» What to work on: Your answer should be the records below, repeated exactly as they stand.

[Input records — start]

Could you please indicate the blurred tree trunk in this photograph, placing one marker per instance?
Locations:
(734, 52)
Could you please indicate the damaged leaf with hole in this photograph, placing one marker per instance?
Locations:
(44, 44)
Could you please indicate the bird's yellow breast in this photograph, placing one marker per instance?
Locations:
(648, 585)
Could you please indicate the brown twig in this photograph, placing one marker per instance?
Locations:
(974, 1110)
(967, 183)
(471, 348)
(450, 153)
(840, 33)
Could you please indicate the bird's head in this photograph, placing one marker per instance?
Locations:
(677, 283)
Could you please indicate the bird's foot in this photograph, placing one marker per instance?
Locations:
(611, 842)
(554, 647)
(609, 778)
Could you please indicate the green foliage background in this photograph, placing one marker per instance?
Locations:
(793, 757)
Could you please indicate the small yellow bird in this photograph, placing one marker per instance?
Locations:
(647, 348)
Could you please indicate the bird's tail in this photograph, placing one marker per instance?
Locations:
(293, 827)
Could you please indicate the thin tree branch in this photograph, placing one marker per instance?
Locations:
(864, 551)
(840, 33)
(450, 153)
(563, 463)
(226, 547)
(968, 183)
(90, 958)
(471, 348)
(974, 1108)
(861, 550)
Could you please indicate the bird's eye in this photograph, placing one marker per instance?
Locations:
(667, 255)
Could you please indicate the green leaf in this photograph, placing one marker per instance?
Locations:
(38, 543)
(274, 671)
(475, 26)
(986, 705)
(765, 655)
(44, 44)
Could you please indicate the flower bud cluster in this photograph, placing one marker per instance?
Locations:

[Input records — finish]

» Finished task:
Could you please indicate the blurred tree trunk in this photograph, placing one marker per instance?
Locations:
(734, 52)
Could you please indicate the damaged leaf with hole in this photograph, placing one marker per instance?
Locations:
(44, 44)
Could you please indicate the bird's yellow breast in this photograph, placing one marker per instance?
Locations:
(648, 585)
Could you please indicate the brown twig in this photograph, placing one marker per instance?
Locations:
(974, 1110)
(967, 183)
(471, 348)
(450, 153)
(840, 33)
Could you please indicate the bird's head in this photograph, placing one marker per instance?
Locations:
(677, 283)
Could you please indicate the bird's foot in this photograph, placing one marker per instance?
Locations:
(611, 842)
(554, 647)
(609, 778)
Could you please indicate the green foliage background in this photograph, placing one marker per instance?
Locations:
(793, 757)
Could you please indicate the small yellow bird in this photograph, placing one marker per instance?
Locations:
(647, 348)
Could you please indicate the bird's tail in this photograph, placing one marker per instance?
Locations:
(293, 827)
Could you please indicate the thin tree branch in this photograph, placing one marker per instance?
Locations:
(864, 551)
(840, 33)
(450, 153)
(563, 463)
(226, 547)
(968, 183)
(90, 958)
(471, 348)
(974, 1108)
(861, 550)
Could you please indicate the bird's eye in this photograph, placing one marker per instance?
Locations:
(667, 255)
Could you please indicate the green leaf in this photograph, placing one marker per instance?
Locations:
(38, 543)
(274, 671)
(475, 26)
(986, 705)
(765, 655)
(44, 44)
Could you please indicate the flower bud cluster in this photograph, placing one marker per instance?
Locations:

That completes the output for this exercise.